■ **Provided information**

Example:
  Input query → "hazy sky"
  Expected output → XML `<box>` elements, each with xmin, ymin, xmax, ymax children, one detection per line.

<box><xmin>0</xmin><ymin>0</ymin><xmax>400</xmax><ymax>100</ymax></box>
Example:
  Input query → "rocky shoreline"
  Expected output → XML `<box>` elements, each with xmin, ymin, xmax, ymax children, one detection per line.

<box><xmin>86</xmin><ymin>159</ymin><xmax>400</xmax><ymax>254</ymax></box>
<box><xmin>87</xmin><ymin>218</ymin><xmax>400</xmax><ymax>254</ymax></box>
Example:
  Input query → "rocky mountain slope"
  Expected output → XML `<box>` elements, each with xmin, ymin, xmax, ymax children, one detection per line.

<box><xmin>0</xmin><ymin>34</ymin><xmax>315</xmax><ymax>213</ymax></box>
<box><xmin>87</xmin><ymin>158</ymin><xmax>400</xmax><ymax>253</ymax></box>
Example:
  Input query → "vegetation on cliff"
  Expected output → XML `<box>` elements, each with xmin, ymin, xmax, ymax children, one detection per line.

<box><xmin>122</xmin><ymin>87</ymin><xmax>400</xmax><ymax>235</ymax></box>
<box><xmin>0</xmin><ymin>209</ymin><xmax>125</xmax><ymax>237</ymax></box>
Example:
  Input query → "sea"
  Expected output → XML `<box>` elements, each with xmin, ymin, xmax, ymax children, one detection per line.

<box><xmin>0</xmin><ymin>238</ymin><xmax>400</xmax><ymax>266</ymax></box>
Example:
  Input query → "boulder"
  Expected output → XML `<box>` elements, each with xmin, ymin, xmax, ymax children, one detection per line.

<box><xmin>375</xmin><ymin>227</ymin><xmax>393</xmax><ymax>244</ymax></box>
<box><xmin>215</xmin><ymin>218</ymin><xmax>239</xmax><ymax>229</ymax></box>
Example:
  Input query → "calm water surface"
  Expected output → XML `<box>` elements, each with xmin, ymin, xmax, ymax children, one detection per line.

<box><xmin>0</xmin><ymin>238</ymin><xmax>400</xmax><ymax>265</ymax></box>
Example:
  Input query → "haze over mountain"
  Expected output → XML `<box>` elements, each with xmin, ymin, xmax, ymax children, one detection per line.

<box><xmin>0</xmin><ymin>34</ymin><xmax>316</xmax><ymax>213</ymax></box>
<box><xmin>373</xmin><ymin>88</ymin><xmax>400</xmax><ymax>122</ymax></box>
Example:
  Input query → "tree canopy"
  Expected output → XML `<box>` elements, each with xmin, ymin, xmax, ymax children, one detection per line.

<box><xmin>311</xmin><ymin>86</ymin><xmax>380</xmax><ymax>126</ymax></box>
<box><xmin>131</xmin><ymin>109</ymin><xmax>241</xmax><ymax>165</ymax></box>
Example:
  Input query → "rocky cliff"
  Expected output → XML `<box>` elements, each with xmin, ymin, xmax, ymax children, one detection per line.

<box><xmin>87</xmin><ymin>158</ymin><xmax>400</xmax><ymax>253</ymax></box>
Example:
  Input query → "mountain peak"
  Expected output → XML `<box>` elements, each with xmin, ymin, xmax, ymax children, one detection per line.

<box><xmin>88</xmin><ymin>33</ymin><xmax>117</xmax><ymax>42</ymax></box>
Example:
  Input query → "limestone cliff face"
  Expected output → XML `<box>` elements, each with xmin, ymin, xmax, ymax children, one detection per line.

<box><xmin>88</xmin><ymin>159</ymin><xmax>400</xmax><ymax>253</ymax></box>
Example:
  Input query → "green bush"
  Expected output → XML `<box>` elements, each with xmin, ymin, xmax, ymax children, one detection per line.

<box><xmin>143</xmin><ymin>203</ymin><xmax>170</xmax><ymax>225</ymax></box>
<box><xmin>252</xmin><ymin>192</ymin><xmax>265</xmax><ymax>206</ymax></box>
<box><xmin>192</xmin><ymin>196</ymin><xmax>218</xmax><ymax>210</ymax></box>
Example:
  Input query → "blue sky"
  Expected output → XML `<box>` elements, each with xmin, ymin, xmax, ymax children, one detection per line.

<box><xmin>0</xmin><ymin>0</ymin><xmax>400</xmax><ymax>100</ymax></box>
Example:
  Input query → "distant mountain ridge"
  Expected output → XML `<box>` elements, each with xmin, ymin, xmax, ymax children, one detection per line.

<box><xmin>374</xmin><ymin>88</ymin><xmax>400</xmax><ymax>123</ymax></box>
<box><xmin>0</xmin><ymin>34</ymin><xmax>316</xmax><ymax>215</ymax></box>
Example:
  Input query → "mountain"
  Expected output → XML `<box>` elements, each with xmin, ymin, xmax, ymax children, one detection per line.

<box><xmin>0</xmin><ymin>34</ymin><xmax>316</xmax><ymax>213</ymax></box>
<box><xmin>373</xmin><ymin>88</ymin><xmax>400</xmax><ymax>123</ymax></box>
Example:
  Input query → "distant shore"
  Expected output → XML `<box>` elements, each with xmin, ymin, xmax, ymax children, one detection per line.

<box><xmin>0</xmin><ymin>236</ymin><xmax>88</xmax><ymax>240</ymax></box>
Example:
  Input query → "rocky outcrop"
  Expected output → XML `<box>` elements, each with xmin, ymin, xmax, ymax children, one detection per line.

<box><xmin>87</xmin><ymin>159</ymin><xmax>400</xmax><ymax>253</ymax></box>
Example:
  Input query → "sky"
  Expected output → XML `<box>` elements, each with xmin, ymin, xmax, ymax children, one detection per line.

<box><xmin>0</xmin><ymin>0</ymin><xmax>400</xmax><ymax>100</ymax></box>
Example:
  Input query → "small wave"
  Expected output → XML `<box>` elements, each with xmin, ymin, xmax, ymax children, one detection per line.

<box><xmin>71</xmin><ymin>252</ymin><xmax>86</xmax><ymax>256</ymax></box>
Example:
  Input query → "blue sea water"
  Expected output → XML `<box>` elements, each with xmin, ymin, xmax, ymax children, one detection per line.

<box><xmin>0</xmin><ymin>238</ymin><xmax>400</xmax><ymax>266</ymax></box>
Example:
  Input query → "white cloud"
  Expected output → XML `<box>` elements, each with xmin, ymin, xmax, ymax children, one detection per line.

■ **What is needed**
Which lines of the records above contain the word "water"? Show each of them.

■ **Full answer**
  Input query → "calm water surface"
  Input query → "blue sea water"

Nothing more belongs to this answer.